TASKS TO COMPLETE:
- A) In the profile of astrophysicist Ray Jayawardhana, how far from Earth is the young Sun-like star that his team's likely giant planet circles?
- B) Quote the Ray Jayawardhana profile word for word, starting with "In addition to" and going on through "years from Earth.".

SUPPLIED TEXT:
- - -

Past Winner
2009 E.W.R. Steacie Memorial Fellowship

Ray Jayawardhana

Astrophysics

University of Toronto


Ray Jayawardhana
Ray Jayawardhana

As cosmic denizens go, brown dwarfs may not rank among the most spectacular sights. Too massive to be planets, but not hefty enough to burn brightly as stars, these heavenly bodies have nonetheless found an advocate in University of Toronto astrophysicist Ray Jayawardhana.

Dr. Jayawardhana, or RayJay as his colleagues call him, finds valuable clues in these “failed stars” about the mysteries of star and planet formation, work that he will continue through his 2009 NSERC E.W.R. Steacie Memorial Fellowship.

In addition to wide-ranging studies of brown dwarfs, he will also focus on the detection and characterization of giant planets around other stars. Both types of bodies are often lumped together as “sub-stellar objects,” because they share some similarities. But there are important differences as well. For instance, unlike planets, most brown dwarfs are found in isolation rather than in orbit around stars.

Until recently, extra-solar planets could be discovered only through indirect means—by measuring the parent star’s wobble due to an unseen planet’s gravitational tug, or by observing periodic dimming of starlight as a planet passes in front, for example. But Dr. Jayawardhana’s team has taken it one step further. In September 2008, they published a rare snapshot of a likely giant planet circling a young Sun-like star some 500 light years from Earth.

This dramatic addition to the cosmic photo album attracted widespread media attention, but Dr. Jayawardhana values it more for what it can reveal about the origin and diversity of planetary systems. Its high mass (about eight times that of Jupiter) and wide orbit (more than ten times the Sun-Neptune distance) pose challenges to existing theories of star and planet formation and blur the distinctions between stars, brown dwarfs and planets. While planets in our solar system are thought to have built up from particles in a disk surrounding the young Sun, this object may have formed differently, perhaps directly from a contracting gas cloud fragment, as stellar binary companions do.

“One big motivation for my work is a desire to unravel the true diversity of planetary systems out there, and to understand where our solar system fits in,” says Dr. Jayawardhana. “Even though astronomers have discovered a few hundred extra-solar planets since the mid-1990s, that’s just the tip of the iceberg. Because of limitations in our detection methods, we are not really getting the full picture yet.”

Photographing a distant planet involves much more than snapping the shutter, since the bright glare of the star usually hides the faint planet. Going after younger planets (mere millions of years old) helps, since these give off their own radiation rather than just reflecting starlight. Astronomers also use various tricks and advanced optical technology to suppress the star’s glare.

Looking at objects that are relatively close to Earth helps too, which in this case means anywhere from a few light years to several hundred light years. “In the grand scheme of things, this is really close–it’s our cosmic back yard.”

- - -

Image-based grounding data
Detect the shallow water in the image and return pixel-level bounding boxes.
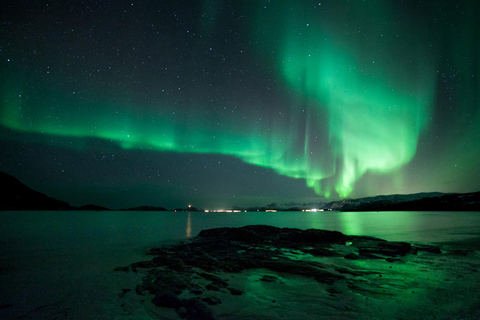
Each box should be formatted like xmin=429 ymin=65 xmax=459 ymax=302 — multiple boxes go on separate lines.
xmin=0 ymin=211 xmax=480 ymax=319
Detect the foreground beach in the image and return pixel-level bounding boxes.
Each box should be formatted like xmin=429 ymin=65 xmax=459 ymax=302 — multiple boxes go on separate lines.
xmin=115 ymin=225 xmax=480 ymax=319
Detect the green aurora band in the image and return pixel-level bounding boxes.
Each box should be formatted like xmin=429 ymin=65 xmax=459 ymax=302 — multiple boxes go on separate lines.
xmin=0 ymin=1 xmax=476 ymax=197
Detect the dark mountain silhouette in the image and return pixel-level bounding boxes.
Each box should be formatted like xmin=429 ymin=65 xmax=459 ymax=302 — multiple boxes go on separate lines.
xmin=120 ymin=206 xmax=169 ymax=211
xmin=0 ymin=172 xmax=480 ymax=211
xmin=0 ymin=172 xmax=74 ymax=210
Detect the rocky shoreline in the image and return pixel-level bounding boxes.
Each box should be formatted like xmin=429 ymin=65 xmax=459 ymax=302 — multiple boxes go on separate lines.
xmin=115 ymin=225 xmax=480 ymax=320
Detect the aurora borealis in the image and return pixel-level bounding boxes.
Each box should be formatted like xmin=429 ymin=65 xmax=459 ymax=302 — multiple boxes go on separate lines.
xmin=0 ymin=0 xmax=480 ymax=208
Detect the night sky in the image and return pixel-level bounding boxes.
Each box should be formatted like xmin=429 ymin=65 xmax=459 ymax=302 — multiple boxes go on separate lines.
xmin=0 ymin=0 xmax=480 ymax=209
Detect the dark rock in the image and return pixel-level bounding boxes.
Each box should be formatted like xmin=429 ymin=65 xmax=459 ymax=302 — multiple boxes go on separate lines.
xmin=205 ymin=283 xmax=220 ymax=291
xmin=260 ymin=274 xmax=281 ymax=282
xmin=415 ymin=244 xmax=442 ymax=254
xmin=190 ymin=288 xmax=203 ymax=296
xmin=202 ymin=297 xmax=222 ymax=306
xmin=344 ymin=252 xmax=360 ymax=260
xmin=305 ymin=248 xmax=339 ymax=257
xmin=227 ymin=287 xmax=243 ymax=296
xmin=290 ymin=229 xmax=346 ymax=244
xmin=113 ymin=267 xmax=130 ymax=272
xmin=135 ymin=284 xmax=145 ymax=296
xmin=183 ymin=298 xmax=215 ymax=320
xmin=197 ymin=272 xmax=228 ymax=287
xmin=167 ymin=258 xmax=185 ymax=271
xmin=152 ymin=291 xmax=182 ymax=309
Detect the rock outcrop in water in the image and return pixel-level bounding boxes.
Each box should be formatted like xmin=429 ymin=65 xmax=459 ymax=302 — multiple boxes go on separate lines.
xmin=116 ymin=225 xmax=478 ymax=319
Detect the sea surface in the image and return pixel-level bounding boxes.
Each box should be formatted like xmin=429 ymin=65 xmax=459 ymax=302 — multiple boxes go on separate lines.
xmin=0 ymin=211 xmax=480 ymax=319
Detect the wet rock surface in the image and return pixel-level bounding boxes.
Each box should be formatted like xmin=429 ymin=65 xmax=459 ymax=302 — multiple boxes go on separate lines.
xmin=115 ymin=225 xmax=480 ymax=319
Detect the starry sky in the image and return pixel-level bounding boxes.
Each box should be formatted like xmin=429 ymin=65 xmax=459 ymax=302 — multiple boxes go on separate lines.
xmin=0 ymin=0 xmax=480 ymax=209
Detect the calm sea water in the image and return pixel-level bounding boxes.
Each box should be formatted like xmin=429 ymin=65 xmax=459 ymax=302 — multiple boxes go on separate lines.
xmin=0 ymin=211 xmax=480 ymax=319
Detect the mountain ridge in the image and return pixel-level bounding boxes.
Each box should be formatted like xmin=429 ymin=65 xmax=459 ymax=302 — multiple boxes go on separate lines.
xmin=0 ymin=171 xmax=480 ymax=211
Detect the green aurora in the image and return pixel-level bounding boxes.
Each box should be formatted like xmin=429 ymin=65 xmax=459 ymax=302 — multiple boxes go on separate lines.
xmin=0 ymin=0 xmax=480 ymax=205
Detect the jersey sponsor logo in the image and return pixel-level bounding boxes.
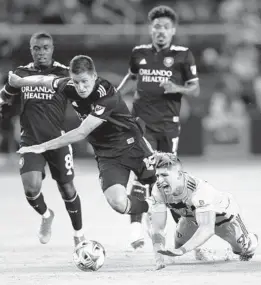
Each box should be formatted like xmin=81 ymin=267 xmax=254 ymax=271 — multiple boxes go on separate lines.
xmin=19 ymin=157 xmax=24 ymax=169
xmin=163 ymin=56 xmax=174 ymax=67
xmin=94 ymin=105 xmax=105 ymax=116
xmin=72 ymin=101 xmax=79 ymax=107
xmin=97 ymin=85 xmax=107 ymax=97
xmin=140 ymin=58 xmax=147 ymax=64
xmin=139 ymin=68 xmax=172 ymax=83
xmin=190 ymin=65 xmax=197 ymax=75
xmin=21 ymin=86 xmax=55 ymax=100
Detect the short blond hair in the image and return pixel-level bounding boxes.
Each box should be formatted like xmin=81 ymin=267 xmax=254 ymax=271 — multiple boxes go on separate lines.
xmin=154 ymin=152 xmax=181 ymax=168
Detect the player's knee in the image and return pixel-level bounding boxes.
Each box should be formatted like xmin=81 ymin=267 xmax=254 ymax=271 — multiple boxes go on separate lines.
xmin=57 ymin=181 xmax=76 ymax=200
xmin=130 ymin=180 xmax=147 ymax=200
xmin=22 ymin=172 xmax=42 ymax=197
xmin=104 ymin=184 xmax=128 ymax=214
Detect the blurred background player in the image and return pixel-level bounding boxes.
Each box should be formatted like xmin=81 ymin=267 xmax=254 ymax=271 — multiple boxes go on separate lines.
xmin=9 ymin=55 xmax=156 ymax=220
xmin=149 ymin=153 xmax=258 ymax=269
xmin=1 ymin=32 xmax=84 ymax=245
xmin=118 ymin=6 xmax=200 ymax=248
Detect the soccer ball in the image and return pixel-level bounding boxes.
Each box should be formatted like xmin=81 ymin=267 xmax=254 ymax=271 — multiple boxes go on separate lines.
xmin=73 ymin=240 xmax=106 ymax=271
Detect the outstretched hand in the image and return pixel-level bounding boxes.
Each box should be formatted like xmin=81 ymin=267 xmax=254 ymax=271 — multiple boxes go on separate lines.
xmin=17 ymin=144 xmax=46 ymax=154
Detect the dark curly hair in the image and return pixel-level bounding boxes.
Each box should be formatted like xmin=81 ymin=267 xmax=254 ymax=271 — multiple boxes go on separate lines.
xmin=148 ymin=5 xmax=178 ymax=25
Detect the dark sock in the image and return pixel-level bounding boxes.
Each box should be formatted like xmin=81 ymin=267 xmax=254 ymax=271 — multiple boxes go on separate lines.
xmin=26 ymin=193 xmax=47 ymax=215
xmin=130 ymin=181 xmax=146 ymax=223
xmin=64 ymin=193 xmax=82 ymax=231
xmin=125 ymin=195 xmax=149 ymax=215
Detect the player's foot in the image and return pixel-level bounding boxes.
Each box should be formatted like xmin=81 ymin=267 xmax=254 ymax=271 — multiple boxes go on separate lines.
xmin=130 ymin=222 xmax=144 ymax=250
xmin=73 ymin=235 xmax=86 ymax=247
xmin=38 ymin=209 xmax=54 ymax=244
xmin=240 ymin=233 xmax=258 ymax=261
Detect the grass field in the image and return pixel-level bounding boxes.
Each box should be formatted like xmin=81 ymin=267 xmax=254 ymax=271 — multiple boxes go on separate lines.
xmin=0 ymin=157 xmax=261 ymax=285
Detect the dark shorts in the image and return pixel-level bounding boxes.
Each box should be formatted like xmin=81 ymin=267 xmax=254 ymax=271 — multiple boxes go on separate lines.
xmin=144 ymin=125 xmax=180 ymax=153
xmin=19 ymin=146 xmax=74 ymax=184
xmin=96 ymin=139 xmax=156 ymax=191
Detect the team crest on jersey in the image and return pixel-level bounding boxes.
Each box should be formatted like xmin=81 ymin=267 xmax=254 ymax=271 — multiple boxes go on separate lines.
xmin=19 ymin=157 xmax=24 ymax=169
xmin=94 ymin=105 xmax=105 ymax=116
xmin=163 ymin=56 xmax=174 ymax=67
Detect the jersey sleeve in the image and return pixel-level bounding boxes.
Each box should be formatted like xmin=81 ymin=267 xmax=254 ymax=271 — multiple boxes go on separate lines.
xmin=3 ymin=68 xmax=23 ymax=95
xmin=129 ymin=48 xmax=139 ymax=74
xmin=191 ymin=184 xmax=215 ymax=213
xmin=183 ymin=49 xmax=198 ymax=82
xmin=90 ymin=81 xmax=116 ymax=121
xmin=151 ymin=184 xmax=167 ymax=213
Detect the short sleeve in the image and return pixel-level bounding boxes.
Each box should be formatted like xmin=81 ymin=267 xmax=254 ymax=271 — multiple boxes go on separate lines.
xmin=90 ymin=93 xmax=118 ymax=121
xmin=183 ymin=49 xmax=198 ymax=82
xmin=129 ymin=48 xmax=139 ymax=74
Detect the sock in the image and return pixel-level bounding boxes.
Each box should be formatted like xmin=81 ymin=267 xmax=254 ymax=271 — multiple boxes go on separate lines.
xmin=130 ymin=181 xmax=146 ymax=223
xmin=74 ymin=229 xmax=84 ymax=237
xmin=26 ymin=192 xmax=47 ymax=215
xmin=64 ymin=193 xmax=82 ymax=231
xmin=125 ymin=195 xmax=149 ymax=215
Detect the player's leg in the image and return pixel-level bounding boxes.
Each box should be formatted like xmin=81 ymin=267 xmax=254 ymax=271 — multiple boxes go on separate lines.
xmin=19 ymin=153 xmax=54 ymax=243
xmin=215 ymin=213 xmax=258 ymax=261
xmin=130 ymin=128 xmax=158 ymax=240
xmin=98 ymin=158 xmax=148 ymax=215
xmin=45 ymin=146 xmax=85 ymax=246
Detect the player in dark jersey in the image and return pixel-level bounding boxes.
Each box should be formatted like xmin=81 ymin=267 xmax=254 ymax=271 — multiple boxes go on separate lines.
xmin=0 ymin=32 xmax=84 ymax=245
xmin=117 ymin=6 xmax=199 ymax=246
xmin=9 ymin=55 xmax=156 ymax=220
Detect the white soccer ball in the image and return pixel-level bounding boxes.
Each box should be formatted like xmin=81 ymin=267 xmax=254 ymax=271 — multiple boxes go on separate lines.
xmin=73 ymin=240 xmax=106 ymax=271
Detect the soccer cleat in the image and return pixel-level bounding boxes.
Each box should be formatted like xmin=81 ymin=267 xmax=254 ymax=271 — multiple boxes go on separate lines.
xmin=239 ymin=233 xmax=258 ymax=261
xmin=38 ymin=209 xmax=54 ymax=244
xmin=73 ymin=235 xmax=86 ymax=247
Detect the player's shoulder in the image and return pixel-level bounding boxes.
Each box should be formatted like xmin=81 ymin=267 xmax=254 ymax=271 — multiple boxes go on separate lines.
xmin=132 ymin=44 xmax=152 ymax=53
xmin=95 ymin=77 xmax=116 ymax=98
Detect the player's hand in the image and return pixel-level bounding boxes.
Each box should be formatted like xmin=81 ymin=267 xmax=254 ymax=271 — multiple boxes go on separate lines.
xmin=158 ymin=248 xmax=184 ymax=256
xmin=159 ymin=80 xmax=183 ymax=94
xmin=17 ymin=144 xmax=46 ymax=154
xmin=8 ymin=71 xmax=23 ymax=88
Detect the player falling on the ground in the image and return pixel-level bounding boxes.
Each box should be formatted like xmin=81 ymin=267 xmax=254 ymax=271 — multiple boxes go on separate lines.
xmin=9 ymin=55 xmax=156 ymax=220
xmin=1 ymin=32 xmax=84 ymax=245
xmin=146 ymin=152 xmax=258 ymax=269
xmin=118 ymin=6 xmax=199 ymax=247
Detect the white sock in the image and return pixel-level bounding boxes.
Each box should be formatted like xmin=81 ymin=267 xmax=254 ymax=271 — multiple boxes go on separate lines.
xmin=42 ymin=208 xmax=51 ymax=219
xmin=74 ymin=229 xmax=84 ymax=237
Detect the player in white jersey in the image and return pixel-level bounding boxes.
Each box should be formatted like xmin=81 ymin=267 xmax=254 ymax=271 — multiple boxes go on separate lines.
xmin=146 ymin=153 xmax=258 ymax=269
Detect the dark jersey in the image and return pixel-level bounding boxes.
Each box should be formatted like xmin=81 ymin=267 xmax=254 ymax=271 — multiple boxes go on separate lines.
xmin=5 ymin=61 xmax=68 ymax=145
xmin=53 ymin=78 xmax=142 ymax=157
xmin=129 ymin=44 xmax=198 ymax=131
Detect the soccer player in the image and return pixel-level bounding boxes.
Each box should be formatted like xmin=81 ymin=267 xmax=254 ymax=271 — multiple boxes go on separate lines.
xmin=9 ymin=55 xmax=156 ymax=219
xmin=118 ymin=6 xmax=200 ymax=248
xmin=149 ymin=153 xmax=258 ymax=269
xmin=0 ymin=32 xmax=84 ymax=245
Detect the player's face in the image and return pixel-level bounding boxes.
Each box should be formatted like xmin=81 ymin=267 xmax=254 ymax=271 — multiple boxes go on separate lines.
xmin=30 ymin=38 xmax=53 ymax=67
xmin=156 ymin=167 xmax=183 ymax=195
xmin=70 ymin=72 xmax=97 ymax=98
xmin=150 ymin=17 xmax=176 ymax=48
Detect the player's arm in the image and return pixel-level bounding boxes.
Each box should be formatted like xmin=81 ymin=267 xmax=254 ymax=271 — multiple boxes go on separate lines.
xmin=8 ymin=72 xmax=56 ymax=89
xmin=177 ymin=211 xmax=216 ymax=253
xmin=160 ymin=50 xmax=200 ymax=97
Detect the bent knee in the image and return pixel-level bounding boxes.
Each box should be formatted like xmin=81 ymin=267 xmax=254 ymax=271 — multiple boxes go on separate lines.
xmin=104 ymin=184 xmax=128 ymax=214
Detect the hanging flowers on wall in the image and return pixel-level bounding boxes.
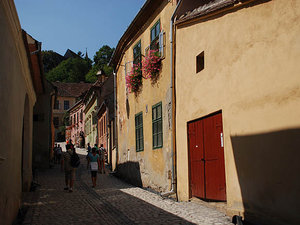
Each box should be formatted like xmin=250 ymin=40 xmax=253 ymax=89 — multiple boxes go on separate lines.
xmin=125 ymin=64 xmax=142 ymax=93
xmin=142 ymin=50 xmax=161 ymax=79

- - -

ANSWERS PROVIDED:
- A) Some 500 light years.

- B)
In addition to wide-ranging studies of brown dwarfs, he will also focus on the detection and characterization of giant planets around other stars. Both types of bodies are often lumped together as “sub-stellar objects,” because they share some similarities. But there are important differences as well. For instance, unlike planets, most brown dwarfs are found in isolation rather than in orbit around stars.

Until recently, extra-solar planets could be discovered only through indirect means—by measuring the parent star’s wobble due to an unseen planet’s gravitational tug, or by observing periodic dimming of starlight as a planet passes in front, for example. But Dr. Jayawardhana’s team has taken it one step further. In September 2008, they published a rare snapshot of a likely giant planet circling a young Sun-like star some 500 light years from Earth.